[start The data]

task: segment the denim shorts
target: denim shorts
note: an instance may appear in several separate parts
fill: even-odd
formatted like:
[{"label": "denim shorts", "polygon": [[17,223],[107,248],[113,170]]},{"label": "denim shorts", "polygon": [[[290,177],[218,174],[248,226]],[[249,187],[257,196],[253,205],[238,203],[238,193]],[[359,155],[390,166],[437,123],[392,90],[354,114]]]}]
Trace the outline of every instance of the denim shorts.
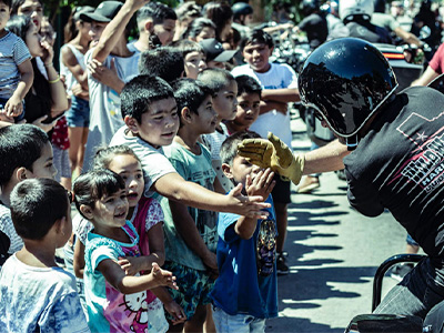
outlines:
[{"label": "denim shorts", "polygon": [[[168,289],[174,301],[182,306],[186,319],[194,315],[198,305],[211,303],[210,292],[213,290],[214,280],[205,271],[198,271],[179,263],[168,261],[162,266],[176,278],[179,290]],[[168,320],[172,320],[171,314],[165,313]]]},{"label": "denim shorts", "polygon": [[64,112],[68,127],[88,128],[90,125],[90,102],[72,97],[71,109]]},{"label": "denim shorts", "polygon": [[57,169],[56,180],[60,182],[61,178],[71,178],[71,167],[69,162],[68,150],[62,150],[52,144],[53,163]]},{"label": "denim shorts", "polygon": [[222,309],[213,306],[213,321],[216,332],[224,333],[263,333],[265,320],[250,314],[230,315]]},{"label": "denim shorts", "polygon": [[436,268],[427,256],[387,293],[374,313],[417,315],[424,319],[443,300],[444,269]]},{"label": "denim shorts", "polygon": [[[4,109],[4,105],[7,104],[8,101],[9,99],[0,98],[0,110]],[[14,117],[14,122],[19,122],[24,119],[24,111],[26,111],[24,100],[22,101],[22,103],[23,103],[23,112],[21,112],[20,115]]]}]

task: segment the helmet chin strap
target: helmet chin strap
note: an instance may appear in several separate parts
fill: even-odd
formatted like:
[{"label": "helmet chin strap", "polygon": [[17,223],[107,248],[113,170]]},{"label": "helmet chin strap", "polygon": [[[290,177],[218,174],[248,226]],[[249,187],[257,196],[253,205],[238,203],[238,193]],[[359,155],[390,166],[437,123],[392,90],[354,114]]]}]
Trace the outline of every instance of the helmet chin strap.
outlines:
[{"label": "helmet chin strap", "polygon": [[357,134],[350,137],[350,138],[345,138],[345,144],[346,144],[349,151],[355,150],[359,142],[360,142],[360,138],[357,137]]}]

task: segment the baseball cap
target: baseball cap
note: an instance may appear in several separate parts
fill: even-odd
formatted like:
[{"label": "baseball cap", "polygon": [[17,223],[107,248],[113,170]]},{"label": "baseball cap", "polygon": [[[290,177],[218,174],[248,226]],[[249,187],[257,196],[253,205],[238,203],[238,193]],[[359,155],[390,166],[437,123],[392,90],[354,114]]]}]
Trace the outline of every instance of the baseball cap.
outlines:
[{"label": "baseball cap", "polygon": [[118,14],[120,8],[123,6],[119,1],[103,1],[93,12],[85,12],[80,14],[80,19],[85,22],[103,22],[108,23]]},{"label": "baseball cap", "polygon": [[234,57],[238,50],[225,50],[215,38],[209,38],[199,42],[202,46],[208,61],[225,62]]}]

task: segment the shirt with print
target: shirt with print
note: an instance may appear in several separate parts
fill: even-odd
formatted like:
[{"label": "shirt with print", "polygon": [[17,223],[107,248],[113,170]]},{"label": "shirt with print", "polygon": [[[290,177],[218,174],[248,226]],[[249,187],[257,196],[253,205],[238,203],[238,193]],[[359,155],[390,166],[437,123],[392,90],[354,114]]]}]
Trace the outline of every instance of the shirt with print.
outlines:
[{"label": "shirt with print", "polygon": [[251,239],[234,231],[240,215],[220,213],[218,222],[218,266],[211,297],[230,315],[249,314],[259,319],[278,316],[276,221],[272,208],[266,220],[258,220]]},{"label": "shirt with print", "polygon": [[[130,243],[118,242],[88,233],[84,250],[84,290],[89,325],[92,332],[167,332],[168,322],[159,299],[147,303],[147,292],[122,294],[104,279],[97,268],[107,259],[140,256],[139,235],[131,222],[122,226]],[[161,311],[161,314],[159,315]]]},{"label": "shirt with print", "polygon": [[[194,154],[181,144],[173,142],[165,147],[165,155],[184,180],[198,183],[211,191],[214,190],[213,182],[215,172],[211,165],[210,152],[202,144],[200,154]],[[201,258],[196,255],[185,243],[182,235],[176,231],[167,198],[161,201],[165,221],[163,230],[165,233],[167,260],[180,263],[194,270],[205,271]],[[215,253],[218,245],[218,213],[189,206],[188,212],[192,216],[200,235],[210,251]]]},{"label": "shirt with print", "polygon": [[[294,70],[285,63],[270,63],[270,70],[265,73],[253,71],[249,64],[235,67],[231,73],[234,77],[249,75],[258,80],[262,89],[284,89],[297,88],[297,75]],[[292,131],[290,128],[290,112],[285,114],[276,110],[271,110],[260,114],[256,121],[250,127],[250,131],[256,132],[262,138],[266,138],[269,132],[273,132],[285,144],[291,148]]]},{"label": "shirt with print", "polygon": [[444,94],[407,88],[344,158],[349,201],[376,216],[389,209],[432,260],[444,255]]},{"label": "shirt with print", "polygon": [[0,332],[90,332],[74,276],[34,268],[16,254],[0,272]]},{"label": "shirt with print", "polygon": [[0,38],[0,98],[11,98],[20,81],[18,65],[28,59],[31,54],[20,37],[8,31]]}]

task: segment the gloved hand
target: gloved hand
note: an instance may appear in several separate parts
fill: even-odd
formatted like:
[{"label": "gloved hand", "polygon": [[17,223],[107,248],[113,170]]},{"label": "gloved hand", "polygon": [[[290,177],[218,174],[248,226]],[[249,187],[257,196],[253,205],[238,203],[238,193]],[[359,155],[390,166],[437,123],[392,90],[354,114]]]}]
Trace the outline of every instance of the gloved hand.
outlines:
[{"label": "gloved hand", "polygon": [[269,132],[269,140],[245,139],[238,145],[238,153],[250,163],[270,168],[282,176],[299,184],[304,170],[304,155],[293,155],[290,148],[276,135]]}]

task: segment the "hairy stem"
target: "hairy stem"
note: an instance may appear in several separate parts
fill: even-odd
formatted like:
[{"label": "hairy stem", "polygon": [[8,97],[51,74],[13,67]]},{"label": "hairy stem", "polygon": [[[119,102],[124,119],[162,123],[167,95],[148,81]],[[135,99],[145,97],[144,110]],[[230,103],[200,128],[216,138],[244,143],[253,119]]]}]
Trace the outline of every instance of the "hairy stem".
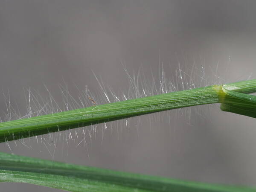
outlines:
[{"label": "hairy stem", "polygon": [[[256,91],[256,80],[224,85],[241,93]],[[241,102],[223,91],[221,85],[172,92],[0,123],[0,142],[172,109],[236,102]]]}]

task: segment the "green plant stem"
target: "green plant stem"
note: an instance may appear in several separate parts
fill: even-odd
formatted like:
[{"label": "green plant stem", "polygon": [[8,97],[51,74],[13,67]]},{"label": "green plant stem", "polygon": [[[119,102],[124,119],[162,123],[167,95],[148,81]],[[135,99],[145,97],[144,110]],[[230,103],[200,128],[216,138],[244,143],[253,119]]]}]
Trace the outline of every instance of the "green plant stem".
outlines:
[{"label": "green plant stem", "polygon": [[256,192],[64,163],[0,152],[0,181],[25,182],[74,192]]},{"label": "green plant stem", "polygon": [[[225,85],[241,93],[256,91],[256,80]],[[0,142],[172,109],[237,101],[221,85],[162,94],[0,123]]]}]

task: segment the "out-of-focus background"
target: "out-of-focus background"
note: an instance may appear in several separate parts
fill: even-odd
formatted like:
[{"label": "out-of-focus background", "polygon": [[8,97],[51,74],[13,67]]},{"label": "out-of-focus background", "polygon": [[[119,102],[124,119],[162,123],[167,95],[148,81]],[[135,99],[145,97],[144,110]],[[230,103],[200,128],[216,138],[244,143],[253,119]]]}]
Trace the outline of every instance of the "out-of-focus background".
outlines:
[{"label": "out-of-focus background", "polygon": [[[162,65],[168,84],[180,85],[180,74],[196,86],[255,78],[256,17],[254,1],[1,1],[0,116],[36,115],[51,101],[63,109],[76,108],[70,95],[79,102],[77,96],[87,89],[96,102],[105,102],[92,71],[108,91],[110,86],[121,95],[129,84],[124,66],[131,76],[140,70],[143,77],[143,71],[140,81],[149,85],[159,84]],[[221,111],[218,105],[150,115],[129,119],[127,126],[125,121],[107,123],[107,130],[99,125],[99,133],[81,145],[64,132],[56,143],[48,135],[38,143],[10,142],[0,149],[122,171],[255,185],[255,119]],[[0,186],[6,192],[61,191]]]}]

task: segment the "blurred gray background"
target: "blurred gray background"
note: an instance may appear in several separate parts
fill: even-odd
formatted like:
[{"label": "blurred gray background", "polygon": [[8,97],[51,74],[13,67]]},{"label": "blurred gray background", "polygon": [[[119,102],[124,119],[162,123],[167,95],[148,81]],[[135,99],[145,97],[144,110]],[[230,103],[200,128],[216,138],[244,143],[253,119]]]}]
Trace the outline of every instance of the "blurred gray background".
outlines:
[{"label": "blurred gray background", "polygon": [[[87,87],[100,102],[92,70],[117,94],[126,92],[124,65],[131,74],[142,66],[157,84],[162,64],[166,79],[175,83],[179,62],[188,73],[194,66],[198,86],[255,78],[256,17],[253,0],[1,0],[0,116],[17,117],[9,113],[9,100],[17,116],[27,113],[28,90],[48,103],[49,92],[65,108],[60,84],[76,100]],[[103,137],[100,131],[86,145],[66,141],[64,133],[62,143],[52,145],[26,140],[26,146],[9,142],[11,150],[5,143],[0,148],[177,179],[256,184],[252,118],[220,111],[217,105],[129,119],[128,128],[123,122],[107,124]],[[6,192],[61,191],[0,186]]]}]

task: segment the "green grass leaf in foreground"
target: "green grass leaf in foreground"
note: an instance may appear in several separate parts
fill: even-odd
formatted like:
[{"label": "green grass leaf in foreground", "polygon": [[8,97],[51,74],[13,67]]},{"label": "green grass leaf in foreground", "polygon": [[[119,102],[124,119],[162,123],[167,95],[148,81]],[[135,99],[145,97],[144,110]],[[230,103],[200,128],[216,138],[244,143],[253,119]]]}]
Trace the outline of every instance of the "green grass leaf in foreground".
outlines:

[end The data]
[start The data]

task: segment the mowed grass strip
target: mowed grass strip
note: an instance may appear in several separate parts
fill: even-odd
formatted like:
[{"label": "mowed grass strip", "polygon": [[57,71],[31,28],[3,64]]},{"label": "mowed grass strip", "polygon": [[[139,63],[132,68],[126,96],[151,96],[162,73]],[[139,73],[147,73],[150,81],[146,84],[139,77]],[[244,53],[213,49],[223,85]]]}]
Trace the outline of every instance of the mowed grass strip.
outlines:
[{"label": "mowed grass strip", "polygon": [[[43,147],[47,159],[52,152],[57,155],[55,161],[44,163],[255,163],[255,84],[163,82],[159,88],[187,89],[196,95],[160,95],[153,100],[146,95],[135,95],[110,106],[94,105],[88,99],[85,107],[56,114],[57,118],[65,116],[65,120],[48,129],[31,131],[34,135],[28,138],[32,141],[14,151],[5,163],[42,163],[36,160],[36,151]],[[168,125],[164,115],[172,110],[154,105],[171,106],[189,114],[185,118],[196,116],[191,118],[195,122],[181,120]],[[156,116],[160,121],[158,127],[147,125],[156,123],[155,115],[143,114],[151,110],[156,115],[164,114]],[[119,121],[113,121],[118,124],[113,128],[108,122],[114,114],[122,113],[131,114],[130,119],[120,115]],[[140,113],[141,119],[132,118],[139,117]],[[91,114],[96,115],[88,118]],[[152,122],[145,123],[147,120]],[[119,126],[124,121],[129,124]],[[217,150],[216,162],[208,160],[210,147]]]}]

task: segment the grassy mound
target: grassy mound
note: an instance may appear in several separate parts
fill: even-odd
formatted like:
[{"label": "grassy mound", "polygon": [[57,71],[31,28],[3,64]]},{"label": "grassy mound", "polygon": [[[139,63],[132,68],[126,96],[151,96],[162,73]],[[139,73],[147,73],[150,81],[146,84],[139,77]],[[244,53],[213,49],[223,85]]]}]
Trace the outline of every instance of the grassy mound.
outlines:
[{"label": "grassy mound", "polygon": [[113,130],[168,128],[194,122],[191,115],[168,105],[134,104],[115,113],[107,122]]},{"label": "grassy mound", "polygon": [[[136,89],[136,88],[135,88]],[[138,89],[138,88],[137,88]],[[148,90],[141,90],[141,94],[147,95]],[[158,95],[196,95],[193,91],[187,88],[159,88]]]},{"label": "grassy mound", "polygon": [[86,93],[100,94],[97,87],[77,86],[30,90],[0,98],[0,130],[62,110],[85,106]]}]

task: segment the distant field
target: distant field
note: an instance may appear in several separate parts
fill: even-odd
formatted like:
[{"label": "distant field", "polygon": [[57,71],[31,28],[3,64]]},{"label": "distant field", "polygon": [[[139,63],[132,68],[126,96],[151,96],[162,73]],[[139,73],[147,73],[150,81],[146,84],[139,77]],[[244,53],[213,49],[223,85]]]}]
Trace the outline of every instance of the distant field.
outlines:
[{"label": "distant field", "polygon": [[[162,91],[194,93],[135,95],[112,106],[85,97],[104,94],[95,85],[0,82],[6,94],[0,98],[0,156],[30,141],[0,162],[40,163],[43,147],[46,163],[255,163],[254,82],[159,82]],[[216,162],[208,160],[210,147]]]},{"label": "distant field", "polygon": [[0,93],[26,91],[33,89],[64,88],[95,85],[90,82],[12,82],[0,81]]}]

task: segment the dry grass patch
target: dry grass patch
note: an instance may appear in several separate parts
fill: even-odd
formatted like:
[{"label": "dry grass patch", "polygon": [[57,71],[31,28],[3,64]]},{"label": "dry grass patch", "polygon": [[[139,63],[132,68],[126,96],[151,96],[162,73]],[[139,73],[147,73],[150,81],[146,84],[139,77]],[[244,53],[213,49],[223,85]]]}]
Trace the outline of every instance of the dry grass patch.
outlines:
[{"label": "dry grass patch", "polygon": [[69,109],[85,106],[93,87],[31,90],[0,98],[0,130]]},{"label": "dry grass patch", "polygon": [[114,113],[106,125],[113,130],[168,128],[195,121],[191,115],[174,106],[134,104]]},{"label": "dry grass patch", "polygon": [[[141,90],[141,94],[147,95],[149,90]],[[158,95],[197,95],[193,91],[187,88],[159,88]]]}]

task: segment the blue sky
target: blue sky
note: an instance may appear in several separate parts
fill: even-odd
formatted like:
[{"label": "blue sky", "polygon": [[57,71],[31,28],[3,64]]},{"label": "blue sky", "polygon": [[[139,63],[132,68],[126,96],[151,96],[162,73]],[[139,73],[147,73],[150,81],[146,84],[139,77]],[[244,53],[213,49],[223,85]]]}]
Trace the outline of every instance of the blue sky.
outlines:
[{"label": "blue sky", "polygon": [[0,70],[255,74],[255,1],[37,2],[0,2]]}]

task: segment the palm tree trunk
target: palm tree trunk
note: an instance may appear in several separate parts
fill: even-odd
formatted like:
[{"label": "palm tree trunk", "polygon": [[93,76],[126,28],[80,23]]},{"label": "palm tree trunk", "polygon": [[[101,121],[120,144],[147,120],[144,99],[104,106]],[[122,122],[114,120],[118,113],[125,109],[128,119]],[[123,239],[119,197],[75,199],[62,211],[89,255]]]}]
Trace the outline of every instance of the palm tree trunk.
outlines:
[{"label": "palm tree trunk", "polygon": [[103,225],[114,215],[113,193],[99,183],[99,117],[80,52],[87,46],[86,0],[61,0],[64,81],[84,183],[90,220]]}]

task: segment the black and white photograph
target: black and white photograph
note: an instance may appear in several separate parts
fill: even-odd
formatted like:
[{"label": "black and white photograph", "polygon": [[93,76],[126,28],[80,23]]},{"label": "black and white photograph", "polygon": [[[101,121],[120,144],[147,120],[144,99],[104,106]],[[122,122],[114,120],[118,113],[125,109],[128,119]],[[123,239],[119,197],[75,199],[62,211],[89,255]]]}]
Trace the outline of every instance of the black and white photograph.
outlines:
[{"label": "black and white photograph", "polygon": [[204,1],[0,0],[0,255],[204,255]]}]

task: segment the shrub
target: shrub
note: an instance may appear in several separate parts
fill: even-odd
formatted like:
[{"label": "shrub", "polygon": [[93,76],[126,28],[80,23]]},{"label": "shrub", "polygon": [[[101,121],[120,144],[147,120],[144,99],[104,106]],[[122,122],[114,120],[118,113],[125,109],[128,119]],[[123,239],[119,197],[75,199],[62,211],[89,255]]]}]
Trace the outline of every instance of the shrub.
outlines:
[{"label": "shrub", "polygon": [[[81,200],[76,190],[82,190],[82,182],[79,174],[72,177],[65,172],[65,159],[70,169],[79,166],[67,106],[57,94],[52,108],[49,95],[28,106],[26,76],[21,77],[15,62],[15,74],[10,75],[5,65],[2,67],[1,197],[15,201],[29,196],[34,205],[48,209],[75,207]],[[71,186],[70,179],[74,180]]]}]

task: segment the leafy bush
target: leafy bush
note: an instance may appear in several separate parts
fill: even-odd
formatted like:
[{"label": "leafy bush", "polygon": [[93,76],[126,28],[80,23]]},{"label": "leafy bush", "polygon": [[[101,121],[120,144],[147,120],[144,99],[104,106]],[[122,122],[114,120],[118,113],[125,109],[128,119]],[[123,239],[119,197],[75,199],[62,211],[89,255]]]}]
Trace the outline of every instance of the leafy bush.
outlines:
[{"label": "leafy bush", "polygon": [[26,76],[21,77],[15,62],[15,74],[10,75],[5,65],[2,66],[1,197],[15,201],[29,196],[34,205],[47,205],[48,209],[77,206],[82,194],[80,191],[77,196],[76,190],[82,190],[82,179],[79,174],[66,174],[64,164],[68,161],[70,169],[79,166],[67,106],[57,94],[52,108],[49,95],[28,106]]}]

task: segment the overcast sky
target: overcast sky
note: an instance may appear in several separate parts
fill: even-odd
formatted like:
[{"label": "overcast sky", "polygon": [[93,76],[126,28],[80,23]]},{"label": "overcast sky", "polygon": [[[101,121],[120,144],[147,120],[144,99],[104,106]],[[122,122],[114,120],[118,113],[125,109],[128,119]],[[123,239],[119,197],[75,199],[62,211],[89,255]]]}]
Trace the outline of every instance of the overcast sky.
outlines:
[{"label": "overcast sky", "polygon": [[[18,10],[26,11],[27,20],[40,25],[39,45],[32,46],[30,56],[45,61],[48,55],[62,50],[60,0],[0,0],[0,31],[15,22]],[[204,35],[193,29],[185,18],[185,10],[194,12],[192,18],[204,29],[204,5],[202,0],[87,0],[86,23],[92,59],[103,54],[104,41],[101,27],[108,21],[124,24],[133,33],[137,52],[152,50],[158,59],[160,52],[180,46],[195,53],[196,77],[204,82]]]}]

[end The data]

Locate every line in the records above that contains the word "green", and copy each of those lines out in full.

# [Result for this task]
task: segment the "green plant stem"
target: "green plant stem"
[{"label": "green plant stem", "polygon": [[8,97],[51,74],[13,67]]},{"label": "green plant stem", "polygon": [[[119,102],[124,119],[162,123],[167,95],[148,81]],[[135,99],[145,97],[144,110]],[[230,103],[200,128],[216,138],[244,143],[253,119]]]}]
Trace the outline of every instance of the "green plant stem".
[{"label": "green plant stem", "polygon": [[256,192],[64,163],[0,152],[0,181],[25,182],[74,192]]},{"label": "green plant stem", "polygon": [[[225,85],[241,93],[256,91],[256,80]],[[0,142],[172,109],[237,101],[221,85],[162,94],[0,123]]]}]
task: segment the "green grass leaf in foreground"
target: "green grass leaf in foreground"
[{"label": "green grass leaf in foreground", "polygon": [[8,97],[51,74],[13,67]]},{"label": "green grass leaf in foreground", "polygon": [[[119,102],[124,119],[162,123],[167,95],[148,81]],[[135,99],[145,97],[144,110]],[[230,103],[200,128],[216,138],[244,143],[253,119]]]}]
Trace the outline of every instance of the "green grass leaf in foreground".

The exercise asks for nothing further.